__SET PROBLEM__
Only the lines from the line holding "the <item>smiling face</item>." through the final line of the entries below are to be returned, exactly as they stand.

◆ ◆ ◆ ◆ ◆

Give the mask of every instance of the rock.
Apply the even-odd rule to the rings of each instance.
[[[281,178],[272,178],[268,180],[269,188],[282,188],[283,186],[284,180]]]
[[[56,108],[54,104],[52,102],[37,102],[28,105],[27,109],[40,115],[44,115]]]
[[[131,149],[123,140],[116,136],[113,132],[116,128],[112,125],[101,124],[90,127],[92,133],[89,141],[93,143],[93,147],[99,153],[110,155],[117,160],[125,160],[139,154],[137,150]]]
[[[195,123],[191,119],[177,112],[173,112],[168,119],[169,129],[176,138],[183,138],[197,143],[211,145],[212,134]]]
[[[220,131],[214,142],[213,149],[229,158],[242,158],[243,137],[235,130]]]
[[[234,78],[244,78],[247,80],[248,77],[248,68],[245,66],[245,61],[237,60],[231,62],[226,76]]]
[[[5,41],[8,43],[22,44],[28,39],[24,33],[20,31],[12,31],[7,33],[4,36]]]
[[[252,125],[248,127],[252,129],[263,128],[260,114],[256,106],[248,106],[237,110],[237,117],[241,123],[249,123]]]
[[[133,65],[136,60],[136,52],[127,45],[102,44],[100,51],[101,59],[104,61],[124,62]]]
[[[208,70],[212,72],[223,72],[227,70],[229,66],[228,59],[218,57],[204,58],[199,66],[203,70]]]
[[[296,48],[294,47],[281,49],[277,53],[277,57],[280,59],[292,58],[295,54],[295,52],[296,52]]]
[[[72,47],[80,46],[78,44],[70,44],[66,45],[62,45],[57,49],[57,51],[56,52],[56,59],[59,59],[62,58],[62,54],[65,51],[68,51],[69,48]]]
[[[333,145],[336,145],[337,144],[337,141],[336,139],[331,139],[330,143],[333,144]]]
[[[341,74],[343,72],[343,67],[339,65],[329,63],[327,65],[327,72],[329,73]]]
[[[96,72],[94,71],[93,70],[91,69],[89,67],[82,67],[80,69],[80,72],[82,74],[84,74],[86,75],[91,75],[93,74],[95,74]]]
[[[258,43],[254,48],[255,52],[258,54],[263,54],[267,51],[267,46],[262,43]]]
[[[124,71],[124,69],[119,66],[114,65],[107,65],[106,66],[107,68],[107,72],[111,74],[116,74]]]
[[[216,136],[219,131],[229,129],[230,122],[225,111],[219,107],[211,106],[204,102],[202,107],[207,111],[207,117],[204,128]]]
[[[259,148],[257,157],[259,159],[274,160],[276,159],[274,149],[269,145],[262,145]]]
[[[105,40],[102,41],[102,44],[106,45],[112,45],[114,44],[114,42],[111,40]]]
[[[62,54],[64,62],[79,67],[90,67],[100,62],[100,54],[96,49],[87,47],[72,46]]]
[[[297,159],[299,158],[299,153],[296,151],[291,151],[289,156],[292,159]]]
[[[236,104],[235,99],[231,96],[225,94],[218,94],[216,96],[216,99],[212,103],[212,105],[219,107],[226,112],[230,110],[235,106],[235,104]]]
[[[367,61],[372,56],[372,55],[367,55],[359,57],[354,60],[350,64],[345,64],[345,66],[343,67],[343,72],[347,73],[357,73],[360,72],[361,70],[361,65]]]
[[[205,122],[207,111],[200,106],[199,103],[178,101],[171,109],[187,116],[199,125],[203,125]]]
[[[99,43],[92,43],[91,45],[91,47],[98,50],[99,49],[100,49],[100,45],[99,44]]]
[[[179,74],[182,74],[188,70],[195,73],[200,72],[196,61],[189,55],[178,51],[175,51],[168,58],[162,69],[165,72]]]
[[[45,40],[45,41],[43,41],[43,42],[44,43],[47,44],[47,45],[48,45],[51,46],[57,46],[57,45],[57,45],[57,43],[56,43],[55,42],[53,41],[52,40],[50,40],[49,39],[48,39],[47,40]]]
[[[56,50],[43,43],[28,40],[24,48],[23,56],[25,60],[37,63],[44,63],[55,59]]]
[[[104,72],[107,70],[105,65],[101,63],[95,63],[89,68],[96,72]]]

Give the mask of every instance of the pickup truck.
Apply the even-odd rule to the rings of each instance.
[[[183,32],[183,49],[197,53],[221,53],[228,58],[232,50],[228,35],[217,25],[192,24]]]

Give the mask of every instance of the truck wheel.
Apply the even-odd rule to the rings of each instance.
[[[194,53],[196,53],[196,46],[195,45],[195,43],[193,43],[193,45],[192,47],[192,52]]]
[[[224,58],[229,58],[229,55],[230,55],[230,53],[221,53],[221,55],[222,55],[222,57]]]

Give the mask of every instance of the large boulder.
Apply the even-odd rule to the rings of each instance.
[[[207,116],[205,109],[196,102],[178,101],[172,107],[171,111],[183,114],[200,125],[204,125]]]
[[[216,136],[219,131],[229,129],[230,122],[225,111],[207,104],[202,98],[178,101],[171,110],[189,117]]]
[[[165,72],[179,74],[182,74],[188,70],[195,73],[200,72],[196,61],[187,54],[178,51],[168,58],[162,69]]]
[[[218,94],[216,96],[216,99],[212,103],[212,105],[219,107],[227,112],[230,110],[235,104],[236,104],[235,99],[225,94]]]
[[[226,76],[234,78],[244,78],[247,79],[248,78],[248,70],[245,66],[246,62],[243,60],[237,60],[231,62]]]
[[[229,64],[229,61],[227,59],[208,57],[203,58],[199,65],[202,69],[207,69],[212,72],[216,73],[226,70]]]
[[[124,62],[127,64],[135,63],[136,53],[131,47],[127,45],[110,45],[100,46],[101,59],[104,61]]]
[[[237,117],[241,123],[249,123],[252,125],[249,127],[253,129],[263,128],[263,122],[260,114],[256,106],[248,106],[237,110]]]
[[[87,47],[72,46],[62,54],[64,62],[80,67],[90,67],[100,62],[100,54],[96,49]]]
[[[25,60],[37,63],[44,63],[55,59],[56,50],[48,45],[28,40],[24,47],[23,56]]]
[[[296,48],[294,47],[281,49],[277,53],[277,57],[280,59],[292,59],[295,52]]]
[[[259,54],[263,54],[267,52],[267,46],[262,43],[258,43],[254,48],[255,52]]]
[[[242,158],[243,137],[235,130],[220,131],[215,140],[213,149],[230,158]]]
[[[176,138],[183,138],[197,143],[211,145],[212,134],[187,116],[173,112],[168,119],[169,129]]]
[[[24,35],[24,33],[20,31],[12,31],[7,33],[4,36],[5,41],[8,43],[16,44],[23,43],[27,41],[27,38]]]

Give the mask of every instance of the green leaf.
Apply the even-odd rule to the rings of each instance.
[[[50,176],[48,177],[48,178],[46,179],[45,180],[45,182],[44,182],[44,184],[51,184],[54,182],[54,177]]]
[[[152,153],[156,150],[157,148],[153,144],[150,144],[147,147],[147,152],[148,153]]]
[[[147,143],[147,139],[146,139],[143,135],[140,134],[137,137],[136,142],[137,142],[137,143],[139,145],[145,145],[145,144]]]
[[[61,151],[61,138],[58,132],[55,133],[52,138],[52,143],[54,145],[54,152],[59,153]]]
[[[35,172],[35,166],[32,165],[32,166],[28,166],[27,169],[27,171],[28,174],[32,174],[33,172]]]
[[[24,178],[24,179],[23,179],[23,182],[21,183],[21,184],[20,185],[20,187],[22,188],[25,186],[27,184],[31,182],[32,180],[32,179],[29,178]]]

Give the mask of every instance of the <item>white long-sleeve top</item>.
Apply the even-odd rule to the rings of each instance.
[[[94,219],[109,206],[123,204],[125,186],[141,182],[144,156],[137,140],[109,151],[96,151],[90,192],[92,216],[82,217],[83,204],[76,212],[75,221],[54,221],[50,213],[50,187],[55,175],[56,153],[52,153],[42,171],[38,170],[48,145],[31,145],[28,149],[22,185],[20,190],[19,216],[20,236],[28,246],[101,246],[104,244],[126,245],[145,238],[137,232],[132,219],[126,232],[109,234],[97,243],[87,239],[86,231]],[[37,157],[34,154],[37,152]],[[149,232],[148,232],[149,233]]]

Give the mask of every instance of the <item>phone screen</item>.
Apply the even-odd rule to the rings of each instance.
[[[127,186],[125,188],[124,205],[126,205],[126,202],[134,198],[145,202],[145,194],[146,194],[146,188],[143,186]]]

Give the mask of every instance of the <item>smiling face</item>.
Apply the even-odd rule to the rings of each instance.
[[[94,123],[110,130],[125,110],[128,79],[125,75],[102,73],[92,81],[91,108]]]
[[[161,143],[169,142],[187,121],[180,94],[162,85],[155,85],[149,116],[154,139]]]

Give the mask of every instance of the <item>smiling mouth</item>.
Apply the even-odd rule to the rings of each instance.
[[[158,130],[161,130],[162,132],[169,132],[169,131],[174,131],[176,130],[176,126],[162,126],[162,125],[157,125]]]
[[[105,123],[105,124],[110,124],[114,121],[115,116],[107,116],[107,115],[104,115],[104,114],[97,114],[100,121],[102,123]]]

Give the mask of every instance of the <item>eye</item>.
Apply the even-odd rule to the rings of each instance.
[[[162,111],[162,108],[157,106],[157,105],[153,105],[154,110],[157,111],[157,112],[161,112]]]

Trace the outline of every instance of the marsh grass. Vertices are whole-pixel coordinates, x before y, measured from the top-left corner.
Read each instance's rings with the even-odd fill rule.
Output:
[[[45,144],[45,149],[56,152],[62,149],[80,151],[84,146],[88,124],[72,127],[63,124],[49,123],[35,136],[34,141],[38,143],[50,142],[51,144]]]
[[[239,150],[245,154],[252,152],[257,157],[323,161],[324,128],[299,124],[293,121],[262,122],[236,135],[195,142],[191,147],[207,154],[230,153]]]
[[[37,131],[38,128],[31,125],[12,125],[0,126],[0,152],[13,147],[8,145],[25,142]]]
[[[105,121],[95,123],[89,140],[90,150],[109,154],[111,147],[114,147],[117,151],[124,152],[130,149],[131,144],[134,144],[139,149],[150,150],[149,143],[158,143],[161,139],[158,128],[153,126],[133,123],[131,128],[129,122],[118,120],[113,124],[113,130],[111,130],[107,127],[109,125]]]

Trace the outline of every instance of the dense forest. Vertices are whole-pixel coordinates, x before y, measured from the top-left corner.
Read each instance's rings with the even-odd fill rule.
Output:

◆ ◆ ◆ ◆ ◆

__TASK OUTPUT__
Give the mask of every instance of the <item>smiling face</item>.
Apply the even-odd rule to the rings of each instance.
[[[94,123],[110,130],[125,110],[128,79],[125,75],[102,73],[92,81],[91,108]]]
[[[161,143],[169,142],[187,121],[180,94],[162,85],[155,85],[149,116],[154,139]]]

Give the mask of every instance of the <item>smiling mouth</item>.
Apply the even-odd rule to the rings of each instance.
[[[158,130],[161,130],[162,132],[169,132],[169,131],[174,131],[176,130],[176,126],[162,126],[162,125],[157,125]]]
[[[105,123],[105,124],[110,124],[114,121],[115,116],[107,116],[107,115],[104,115],[104,114],[97,114],[100,121],[102,123]]]

Give the mask of every instance of the <item>eye</item>.
Apply the even-odd rule to the rings of each instance.
[[[162,111],[162,108],[157,106],[157,105],[153,105],[154,110],[157,111],[157,112],[161,112]]]

Trace the outline of every instance of the marsh grass. Vertices are whole-pixel coordinates, x before y, measured from the top-left corner.
Read each instance's rings with the even-odd fill rule.
Output:
[[[45,144],[45,149],[56,152],[62,149],[80,151],[84,146],[88,124],[72,127],[63,124],[49,123],[35,136],[34,141],[38,143],[50,142],[51,144]]]
[[[239,150],[245,154],[252,152],[257,157],[323,161],[324,128],[299,124],[293,121],[262,122],[236,135],[195,142],[191,147],[207,154],[230,153]]]
[[[37,131],[38,128],[31,125],[12,125],[0,126],[0,152],[13,147],[8,145],[25,142]]]
[[[105,121],[95,123],[89,140],[90,150],[109,154],[111,147],[114,147],[117,151],[124,152],[130,149],[131,144],[134,144],[139,149],[150,150],[149,143],[158,143],[161,139],[158,128],[153,126],[133,123],[131,128],[129,122],[118,120],[113,124],[113,130],[111,130],[107,127],[109,125]]]

Trace the outline of every instance of the dense forest. Vertices are whole-pixel coordinates, x before y, measured from the top-left corner.
Read each instance's rings with the even-odd fill rule.
Output:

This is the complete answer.